◆ WHAT YOU HAVE TO DO
Give the stretch of lines from the one containing "Object detection labeling — target class: car windshield." through the last line again, substituting "partly obscured" for "partially hidden" and keeping all else unchanged.

◆ RECORDS TO USE
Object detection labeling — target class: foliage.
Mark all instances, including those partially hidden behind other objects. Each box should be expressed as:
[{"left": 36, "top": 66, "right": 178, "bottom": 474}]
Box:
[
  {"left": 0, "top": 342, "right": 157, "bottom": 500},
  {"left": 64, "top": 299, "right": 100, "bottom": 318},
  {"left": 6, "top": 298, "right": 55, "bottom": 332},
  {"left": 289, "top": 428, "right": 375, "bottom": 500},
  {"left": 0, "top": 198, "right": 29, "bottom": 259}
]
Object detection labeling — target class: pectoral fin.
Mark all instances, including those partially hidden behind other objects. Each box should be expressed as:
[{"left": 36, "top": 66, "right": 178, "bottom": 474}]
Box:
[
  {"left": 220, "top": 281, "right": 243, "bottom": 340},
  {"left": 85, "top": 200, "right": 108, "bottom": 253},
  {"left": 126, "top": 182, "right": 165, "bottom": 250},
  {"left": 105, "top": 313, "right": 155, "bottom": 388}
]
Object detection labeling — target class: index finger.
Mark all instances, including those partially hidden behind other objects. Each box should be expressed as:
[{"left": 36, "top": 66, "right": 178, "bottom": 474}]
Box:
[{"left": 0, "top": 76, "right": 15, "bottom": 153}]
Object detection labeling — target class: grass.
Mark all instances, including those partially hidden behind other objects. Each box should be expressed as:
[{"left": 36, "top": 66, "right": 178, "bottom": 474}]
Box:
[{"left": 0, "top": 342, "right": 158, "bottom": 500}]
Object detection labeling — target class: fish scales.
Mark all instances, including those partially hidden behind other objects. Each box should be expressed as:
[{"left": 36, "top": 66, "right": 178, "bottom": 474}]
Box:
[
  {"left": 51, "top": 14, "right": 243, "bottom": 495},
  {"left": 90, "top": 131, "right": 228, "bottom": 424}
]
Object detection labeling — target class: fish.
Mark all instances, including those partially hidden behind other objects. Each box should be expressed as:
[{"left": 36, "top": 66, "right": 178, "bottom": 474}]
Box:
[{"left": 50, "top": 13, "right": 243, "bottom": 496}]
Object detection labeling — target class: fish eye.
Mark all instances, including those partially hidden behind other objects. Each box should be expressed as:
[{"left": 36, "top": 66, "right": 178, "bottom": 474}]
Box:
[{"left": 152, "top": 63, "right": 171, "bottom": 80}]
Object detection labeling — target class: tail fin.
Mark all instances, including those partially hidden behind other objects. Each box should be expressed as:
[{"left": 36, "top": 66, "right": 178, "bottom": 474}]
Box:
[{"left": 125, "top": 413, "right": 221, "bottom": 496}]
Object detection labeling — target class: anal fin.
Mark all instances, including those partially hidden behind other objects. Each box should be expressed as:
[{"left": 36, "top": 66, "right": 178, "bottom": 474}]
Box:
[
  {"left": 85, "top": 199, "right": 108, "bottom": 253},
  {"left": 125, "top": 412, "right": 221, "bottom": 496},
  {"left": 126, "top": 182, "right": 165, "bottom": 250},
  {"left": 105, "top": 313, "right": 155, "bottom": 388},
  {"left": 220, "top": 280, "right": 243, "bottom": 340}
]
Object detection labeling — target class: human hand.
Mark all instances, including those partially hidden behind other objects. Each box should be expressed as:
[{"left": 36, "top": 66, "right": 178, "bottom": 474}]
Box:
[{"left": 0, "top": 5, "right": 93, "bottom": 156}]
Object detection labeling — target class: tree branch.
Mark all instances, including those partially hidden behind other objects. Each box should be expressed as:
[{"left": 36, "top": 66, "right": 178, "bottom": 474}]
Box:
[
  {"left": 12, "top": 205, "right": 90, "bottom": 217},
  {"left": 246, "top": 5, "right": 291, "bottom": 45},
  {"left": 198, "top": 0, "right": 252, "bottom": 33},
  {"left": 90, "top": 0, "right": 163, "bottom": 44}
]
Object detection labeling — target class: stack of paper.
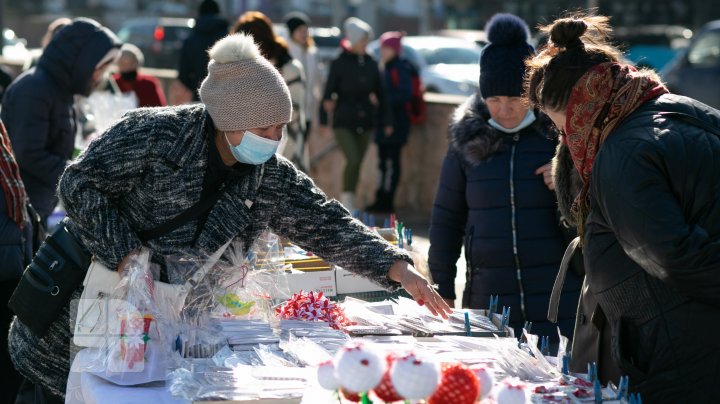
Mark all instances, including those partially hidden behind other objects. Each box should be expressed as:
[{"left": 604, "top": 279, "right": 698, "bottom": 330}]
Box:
[{"left": 220, "top": 319, "right": 280, "bottom": 351}]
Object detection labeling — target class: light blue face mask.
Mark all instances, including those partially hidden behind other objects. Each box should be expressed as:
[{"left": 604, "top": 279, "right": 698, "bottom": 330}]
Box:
[
  {"left": 488, "top": 109, "right": 535, "bottom": 133},
  {"left": 225, "top": 130, "right": 280, "bottom": 165}
]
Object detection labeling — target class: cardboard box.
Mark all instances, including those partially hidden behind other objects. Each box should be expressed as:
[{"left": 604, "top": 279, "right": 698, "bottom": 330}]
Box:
[
  {"left": 335, "top": 267, "right": 385, "bottom": 295},
  {"left": 281, "top": 271, "right": 337, "bottom": 297}
]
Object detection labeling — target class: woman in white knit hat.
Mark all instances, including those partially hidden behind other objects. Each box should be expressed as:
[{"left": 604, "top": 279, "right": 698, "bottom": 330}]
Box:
[{"left": 9, "top": 34, "right": 450, "bottom": 402}]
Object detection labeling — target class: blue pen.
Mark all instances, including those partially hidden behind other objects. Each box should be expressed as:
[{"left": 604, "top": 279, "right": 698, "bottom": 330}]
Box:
[
  {"left": 540, "top": 336, "right": 550, "bottom": 356},
  {"left": 503, "top": 307, "right": 510, "bottom": 327},
  {"left": 615, "top": 376, "right": 630, "bottom": 400},
  {"left": 465, "top": 311, "right": 472, "bottom": 337},
  {"left": 588, "top": 362, "right": 597, "bottom": 382},
  {"left": 593, "top": 379, "right": 602, "bottom": 404},
  {"left": 488, "top": 295, "right": 499, "bottom": 317}
]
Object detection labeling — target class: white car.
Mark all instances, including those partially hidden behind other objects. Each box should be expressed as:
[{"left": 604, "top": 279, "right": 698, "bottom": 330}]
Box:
[
  {"left": 368, "top": 36, "right": 481, "bottom": 95},
  {"left": 2, "top": 28, "right": 30, "bottom": 66}
]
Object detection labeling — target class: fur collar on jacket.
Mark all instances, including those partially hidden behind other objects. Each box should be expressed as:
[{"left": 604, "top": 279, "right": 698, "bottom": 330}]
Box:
[{"left": 448, "top": 95, "right": 554, "bottom": 166}]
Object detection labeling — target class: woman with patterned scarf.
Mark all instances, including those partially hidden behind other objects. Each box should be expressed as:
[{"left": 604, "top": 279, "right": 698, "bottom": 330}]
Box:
[{"left": 526, "top": 11, "right": 720, "bottom": 403}]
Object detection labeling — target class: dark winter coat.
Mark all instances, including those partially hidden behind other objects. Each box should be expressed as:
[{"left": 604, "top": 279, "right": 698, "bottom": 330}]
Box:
[
  {"left": 375, "top": 58, "right": 415, "bottom": 144},
  {"left": 0, "top": 193, "right": 33, "bottom": 280},
  {"left": 320, "top": 50, "right": 392, "bottom": 132},
  {"left": 10, "top": 104, "right": 412, "bottom": 395},
  {"left": 583, "top": 94, "right": 720, "bottom": 403},
  {"left": 429, "top": 97, "right": 581, "bottom": 340},
  {"left": 2, "top": 21, "right": 120, "bottom": 218},
  {"left": 553, "top": 143, "right": 623, "bottom": 384},
  {"left": 178, "top": 15, "right": 228, "bottom": 101}
]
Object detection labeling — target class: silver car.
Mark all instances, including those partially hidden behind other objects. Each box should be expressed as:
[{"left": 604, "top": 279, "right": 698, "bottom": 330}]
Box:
[{"left": 368, "top": 36, "right": 481, "bottom": 95}]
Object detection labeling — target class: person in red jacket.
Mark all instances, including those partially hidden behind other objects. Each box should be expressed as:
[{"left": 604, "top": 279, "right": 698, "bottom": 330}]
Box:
[{"left": 113, "top": 43, "right": 167, "bottom": 107}]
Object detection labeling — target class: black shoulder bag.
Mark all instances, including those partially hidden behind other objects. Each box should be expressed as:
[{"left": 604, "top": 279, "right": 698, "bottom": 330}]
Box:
[{"left": 8, "top": 187, "right": 228, "bottom": 337}]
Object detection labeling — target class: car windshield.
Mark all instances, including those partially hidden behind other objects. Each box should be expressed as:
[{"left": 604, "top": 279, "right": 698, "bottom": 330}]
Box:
[{"left": 417, "top": 48, "right": 480, "bottom": 65}]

◆ SOLUTION BELOW
Object detection labeling — target class: car windshield.
Mark all instances, including those partly obscured behind other objects. Each box should be expressed as:
[{"left": 604, "top": 279, "right": 698, "bottom": 330}]
Box:
[{"left": 417, "top": 48, "right": 480, "bottom": 65}]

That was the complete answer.